Extrait:
--------------------

Quant à l'Egypte, il a suffi à M. Morsi
de faire un instant allégeance à
l'Occident sur la Syrie et l'Iran, il y
a deux mois de cela, pour que vous
envoyiez votre ministre des affaires
étrangères au Caire, ce que vous aviez
d'abord refusé. Puis, l'habile fellah du
Nil ayant fait des avances épistolaires
remarquées à M. Shimon Peres, vous avez
expédié M. Fabius en mission. Mais, dans
la nuit, Washington a brutalement
anéanti toutes vos velléités de prendre
en main la rébellion syrienne. Quant au
Caire, il a rappelé sur l'heure son
ambassadeur à Tel-Aviv à la suite de
l'assassinat en pleine jour de M. Ahmad
al-Ja'bari par un missile israélien qui
a pulvérisé, dans une rue de Gaza, la
voiture que le cheikh du Qatar venait de
lui offrir.
3 - "
Faire nation, c'est faire bloc " (M.
Hollande, 13 novembre 2012)
De quel
Etat étranger la France se
montrera-t-elle principalement l'otage ?
Approuverez-vous le siège et le
bombardement de Gaza par un Etat hébreu
prêt à déclencher une opération "plomb
durci n°2" ? Vous avez tenté,
une fois de plus, de couper la poire en
deux ou en quatre et vous avez
évangéliquement exhorté "les deux
camps" à la "modération".
Voyez-vous, M. le Président, nul ne sert
un maître à demi et à frais réduits. Si
vous rapprochiez résolument la France de
la Russie et de la Chine, il vous
faudrait, en tout premier lieu,
reconquérir la spécificité, donc le
prestige perdu de la diplomatie
française sur la scène internationale:
vous ne vous rendrez à nouveau estimable
aux yeux de vos interlocuteurs que si
vous retirez derechef la France du joug
vassalisateur de l'OTAN sous lequel
votre prédécesseur l'avait replacée.

--------------------

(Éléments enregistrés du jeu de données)
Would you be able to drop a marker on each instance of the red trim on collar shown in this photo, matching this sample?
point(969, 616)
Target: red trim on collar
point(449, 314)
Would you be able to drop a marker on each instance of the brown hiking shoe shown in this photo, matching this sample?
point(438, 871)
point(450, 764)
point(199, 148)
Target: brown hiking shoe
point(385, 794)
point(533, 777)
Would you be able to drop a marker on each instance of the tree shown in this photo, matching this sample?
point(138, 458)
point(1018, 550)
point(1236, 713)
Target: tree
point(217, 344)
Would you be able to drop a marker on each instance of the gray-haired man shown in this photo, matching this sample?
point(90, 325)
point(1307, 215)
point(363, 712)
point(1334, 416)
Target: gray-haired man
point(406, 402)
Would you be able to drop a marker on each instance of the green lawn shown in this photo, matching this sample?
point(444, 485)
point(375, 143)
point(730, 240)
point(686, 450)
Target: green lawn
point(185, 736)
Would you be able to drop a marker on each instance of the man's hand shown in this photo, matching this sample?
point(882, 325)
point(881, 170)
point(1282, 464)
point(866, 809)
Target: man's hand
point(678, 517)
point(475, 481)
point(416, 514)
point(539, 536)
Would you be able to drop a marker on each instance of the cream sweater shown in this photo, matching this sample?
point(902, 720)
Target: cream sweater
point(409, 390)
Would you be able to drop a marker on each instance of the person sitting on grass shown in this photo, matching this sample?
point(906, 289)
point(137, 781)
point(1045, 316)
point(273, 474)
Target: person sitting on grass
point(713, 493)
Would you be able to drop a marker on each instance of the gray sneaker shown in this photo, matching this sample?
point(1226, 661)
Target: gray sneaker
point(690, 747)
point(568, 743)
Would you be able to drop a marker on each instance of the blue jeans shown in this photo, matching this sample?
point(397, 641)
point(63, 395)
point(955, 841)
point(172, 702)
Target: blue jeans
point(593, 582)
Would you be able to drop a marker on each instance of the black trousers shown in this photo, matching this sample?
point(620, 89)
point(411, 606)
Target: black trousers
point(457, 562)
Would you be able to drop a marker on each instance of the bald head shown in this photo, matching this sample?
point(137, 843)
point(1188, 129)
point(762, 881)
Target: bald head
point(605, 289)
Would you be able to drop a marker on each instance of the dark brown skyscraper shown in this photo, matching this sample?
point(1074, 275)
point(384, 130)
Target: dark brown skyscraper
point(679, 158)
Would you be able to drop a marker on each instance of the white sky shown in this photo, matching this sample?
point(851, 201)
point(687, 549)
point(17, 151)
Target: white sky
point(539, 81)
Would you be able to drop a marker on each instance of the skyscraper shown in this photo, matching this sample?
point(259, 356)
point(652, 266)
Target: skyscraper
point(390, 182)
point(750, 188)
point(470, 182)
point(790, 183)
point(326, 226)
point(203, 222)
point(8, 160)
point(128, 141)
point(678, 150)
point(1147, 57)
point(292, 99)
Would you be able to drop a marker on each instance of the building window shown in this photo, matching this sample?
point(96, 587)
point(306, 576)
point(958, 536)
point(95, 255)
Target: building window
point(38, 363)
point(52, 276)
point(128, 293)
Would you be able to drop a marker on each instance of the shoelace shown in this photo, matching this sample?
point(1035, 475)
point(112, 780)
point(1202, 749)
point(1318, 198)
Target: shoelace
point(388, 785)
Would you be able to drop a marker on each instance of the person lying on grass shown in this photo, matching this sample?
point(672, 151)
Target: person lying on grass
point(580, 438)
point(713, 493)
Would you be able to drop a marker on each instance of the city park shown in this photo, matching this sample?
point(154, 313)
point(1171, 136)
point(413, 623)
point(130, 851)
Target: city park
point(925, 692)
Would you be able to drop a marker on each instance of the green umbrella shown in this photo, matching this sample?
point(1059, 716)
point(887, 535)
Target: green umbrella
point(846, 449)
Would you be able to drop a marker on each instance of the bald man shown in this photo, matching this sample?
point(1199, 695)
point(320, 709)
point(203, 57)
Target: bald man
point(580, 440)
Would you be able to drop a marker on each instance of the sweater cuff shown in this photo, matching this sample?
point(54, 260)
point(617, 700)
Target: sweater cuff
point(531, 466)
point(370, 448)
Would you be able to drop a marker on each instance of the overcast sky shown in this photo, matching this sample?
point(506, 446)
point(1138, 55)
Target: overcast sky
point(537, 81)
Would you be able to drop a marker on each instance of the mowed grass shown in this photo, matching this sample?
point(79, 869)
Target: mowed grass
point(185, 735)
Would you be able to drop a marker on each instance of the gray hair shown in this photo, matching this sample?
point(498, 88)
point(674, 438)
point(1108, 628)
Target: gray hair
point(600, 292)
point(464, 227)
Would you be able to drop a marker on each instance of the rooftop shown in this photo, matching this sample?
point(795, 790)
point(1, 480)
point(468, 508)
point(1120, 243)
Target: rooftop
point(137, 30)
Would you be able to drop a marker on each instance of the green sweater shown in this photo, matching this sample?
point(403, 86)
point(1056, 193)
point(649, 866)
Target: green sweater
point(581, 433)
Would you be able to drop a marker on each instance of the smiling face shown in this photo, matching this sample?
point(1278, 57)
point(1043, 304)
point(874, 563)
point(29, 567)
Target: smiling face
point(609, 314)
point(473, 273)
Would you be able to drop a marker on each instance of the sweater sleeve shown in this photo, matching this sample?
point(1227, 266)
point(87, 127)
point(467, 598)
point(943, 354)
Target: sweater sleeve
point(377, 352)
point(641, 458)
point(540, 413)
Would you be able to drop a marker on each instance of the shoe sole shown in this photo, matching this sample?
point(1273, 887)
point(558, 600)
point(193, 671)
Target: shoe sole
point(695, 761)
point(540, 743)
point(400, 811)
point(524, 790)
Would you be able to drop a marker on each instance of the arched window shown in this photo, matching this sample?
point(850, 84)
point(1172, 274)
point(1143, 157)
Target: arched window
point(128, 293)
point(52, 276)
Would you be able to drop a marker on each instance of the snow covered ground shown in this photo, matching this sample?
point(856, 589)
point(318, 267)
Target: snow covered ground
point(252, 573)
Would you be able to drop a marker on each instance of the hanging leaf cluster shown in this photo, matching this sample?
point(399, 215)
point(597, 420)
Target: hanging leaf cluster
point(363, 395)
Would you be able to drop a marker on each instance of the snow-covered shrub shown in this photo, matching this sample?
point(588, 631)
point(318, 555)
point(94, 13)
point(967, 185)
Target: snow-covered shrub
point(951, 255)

--------------------

Consignes:
1 – Selon l'extrait sur la diplomatie française, qui Le Caire a-t-il rappelé après l'assassinat de M. Ahmad al-Ja'bari ?
2 – Rédigez la suite de l'extrait sur la diplomatie française à partir de sa dernière phrase.
Le matériel ci-dessus n'a aucun rapport avec l'extrait sur la diplomatie française.

Corrigé:
1 – Son ambassadeur à Tel-Aviv.

2 –
Mais vous n'entraineriez dans l'ambition
gaullienne retrouvée ni l'Europe des
licols, ni la France ficelée au CRIF En
toutes circonstances, demandez-vous donc
ce que Mazarin, Richelieu ou Talleyrand
auraient fait à votre place et
dites-vous bien que leur premier souci
serait de ne pas placer à la tête de la
politique extérieure de la France des
Français de grande valeur, mais que
singularise la double identité qu'ils
revendiquent etqui les déchire entre
leur patrie d'adoption et celle de leurs
origines - dès lors qu'ils entendent
clairement lui demeurer fidèles, comme
MM. Badinter, Jean-François Kahn, Noam
Chomsky, Kissinger, Barenboïm et
d'autres l'ont si clairement et souvent
pathétiquement souligné.
L'heure approche, M. le Président, où il
vous faudra faire ce choix douloureux et
quelquefois cruel ou renoncer aux
responsabilités statutairement attachées
à votre charge, parce que le cuisant
échec de l'Union des pays riverains de
la Méditerranée était inscrit dans
l'évidence que le monde arabe n'y
admettrait jamais l'Etat d'Israël et
que, de son côté, l'Etat hébreu
tenterait de s'en rendre aussitôt le
seul maître. Il fallait un M. Kouchner
pour feindre de le découvrir avec un
grand retard et au détriment des
intérêts de la France
4 - Les yeux
d'Ezéchiel sont ouverts
Croyez- vous vraiment, M. le Président,
que vous parviendrez à vous dérober cinq
ans durant à la tâche impérieuse de
regarder en face la situation
diplomatique de la France dans le monde?
Votre prédécesseur, avait appelé M
Védrine au Quai d'Orsay, mais le CRIF
était aussitôt monté à l'abordage et M.
Sarkozy avait capitulé dans la journée.
Mais, à la fin de son mandat, la France
a contribué à l'admission de la
Palestine à l'UNESCO.
Cette
fois le CRIF a tout de suite proclamé
que vous seriez aussi facile à piloter
que M. Sarkozy. Et un baromètre sûr de
la quadriplégie politique de l'Europe
vient de vous être fourni par le "rapport
Védrine" qui exclut, comme vous le
lui aviez demandé, une seconde sortie du
commandement intégré de l'OTAN, parce
qu'une telle démarche "ne serait
comprise de personne, ni aux Etats-Unis,
ni en Europe" et que cela "ruinerait
toute possibilité d'action et
d'influence". Bref, le rapport
Védrine "a le mérite de faire entrer
la participation à l'OTAN dans le
consensus français". C'est oublier
purement et simplement que le principe
même d'une "Europe de la défense"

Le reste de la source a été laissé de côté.